**TEXT**
For additional information regarding legal proceedings, see Item 1 Financial Statements, Note 5 Lawsuits, Claims, Commitments and Contingencies in the Notes to the Condensed Consolidated Financial Statements included in Part I of this Form 10-Q, Part I, Item 2 – Management's Discussion and Analysis of Financial Condition and Results of Operations, Lawsuits, Claims, Commitments and Contingencies in this Form 10-Q, and Part I, Item 3, Legal Proceedings in our 2024 Annual Report.

Item 1A     Risk Factors

We are subject to various risks and uncertainties in the course of our business. A discussion of such risks and uncertainties may be found under the heading Risk Factors in our 2024 Annual Report. There were no material changes to those risk factors during the three months ended September 30, 2025, except as described below.

Acquisition and disposition activities, including the Berry Merger, involve substantial risks.

**PROBLEM REQUIREMENTS**
Please continue the Form 10-Q risk factors passage, picking up right after its final sentence.

**THE DATA**
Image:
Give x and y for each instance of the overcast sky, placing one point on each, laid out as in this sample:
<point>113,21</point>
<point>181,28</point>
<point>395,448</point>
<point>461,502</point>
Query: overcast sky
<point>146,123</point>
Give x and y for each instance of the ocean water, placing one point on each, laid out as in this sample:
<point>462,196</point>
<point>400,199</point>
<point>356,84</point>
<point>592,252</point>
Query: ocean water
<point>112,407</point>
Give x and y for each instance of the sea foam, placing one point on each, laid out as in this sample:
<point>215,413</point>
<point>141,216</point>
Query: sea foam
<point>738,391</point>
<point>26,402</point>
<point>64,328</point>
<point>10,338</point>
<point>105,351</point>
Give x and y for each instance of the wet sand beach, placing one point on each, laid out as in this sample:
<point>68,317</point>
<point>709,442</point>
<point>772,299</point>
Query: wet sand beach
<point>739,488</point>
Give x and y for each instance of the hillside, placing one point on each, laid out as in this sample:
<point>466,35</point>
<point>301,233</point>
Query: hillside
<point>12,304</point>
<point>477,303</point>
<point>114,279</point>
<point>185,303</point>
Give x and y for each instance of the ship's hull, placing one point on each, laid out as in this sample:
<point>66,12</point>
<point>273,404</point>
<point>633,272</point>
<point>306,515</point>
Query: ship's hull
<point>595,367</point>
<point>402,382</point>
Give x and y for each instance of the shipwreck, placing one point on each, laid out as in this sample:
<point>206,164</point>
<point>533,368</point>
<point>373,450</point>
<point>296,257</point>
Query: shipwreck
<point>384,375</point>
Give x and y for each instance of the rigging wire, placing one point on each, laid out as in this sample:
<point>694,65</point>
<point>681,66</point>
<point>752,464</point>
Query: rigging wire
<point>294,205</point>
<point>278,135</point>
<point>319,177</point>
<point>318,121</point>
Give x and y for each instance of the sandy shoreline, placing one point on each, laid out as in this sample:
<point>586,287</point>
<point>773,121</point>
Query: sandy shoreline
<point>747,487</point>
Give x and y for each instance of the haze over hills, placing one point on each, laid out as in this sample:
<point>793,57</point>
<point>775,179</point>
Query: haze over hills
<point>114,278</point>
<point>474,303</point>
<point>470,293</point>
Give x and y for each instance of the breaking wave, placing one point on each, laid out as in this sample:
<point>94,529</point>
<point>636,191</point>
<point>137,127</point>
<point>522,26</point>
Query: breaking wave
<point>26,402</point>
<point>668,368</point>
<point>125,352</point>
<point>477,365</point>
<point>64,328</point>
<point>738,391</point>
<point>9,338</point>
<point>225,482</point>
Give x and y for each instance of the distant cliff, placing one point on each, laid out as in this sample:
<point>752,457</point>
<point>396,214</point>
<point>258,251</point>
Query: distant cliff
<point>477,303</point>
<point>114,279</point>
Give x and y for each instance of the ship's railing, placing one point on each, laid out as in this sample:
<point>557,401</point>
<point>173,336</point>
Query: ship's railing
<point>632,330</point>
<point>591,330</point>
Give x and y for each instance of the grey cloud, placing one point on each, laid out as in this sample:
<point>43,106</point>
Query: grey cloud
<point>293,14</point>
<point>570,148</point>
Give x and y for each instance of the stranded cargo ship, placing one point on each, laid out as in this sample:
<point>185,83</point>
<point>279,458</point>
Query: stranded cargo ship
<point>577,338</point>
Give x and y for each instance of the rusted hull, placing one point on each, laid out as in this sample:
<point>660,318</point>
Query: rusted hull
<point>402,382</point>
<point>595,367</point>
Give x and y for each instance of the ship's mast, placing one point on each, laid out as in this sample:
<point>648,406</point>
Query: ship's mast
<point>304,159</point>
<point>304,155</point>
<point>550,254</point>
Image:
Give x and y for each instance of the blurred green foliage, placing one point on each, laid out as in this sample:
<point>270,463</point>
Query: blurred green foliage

**OUTPUT BELOW**
On September 14, 2025, we entered into the Berry Merger Agreement with Berry. In addition, from time to time, we engage in acquisition activities. The Berry Merger and other such activities carry risks that we may:

not fully realize anticipated benefits due to less-than-expected reserves or production or changed circumstances;
bear unexpected integration costs or experience other integration difficulties;
assume liabilities that are greater than anticipated; and
be exposed to currency, political, marketing, labor and other risks.

In connection with our acquisitions, we are often only able to perform limited due diligence. Successful acquisitions of oil and natural gas properties require an assessment of a number of factors, including estimates of recoverable reserves, the timing for recovering the reserves, exploration potential, future commodity prices, operating costs and potential environmental, regulatory and other liabilities. Such assessments are inexact and incomplete, and we may be unable to make these assessments with a high degree of accuracy.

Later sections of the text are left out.